--- Begin DATASET RECORDS ---

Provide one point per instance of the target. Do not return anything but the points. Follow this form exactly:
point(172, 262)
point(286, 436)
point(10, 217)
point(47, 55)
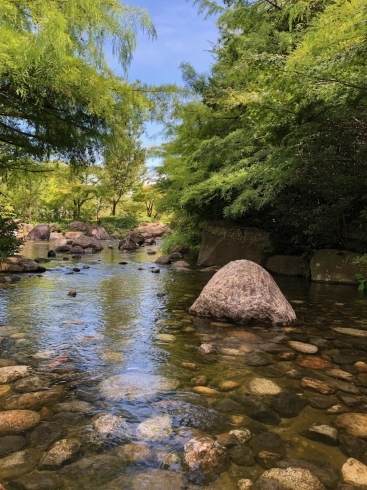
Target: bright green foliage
point(9, 244)
point(57, 94)
point(277, 135)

--- End DATASET RECORDS ---

WHAT IS ASKED:
Reproduce the records above word for word, leaving the pictures out of your answer.

EXPECTED ANSWER:
Provide one point per instance of the target. Do not return anything but the points. Follow this form exactly:
point(172, 262)
point(286, 436)
point(10, 217)
point(47, 55)
Target: bright green foliage
point(9, 244)
point(57, 94)
point(277, 135)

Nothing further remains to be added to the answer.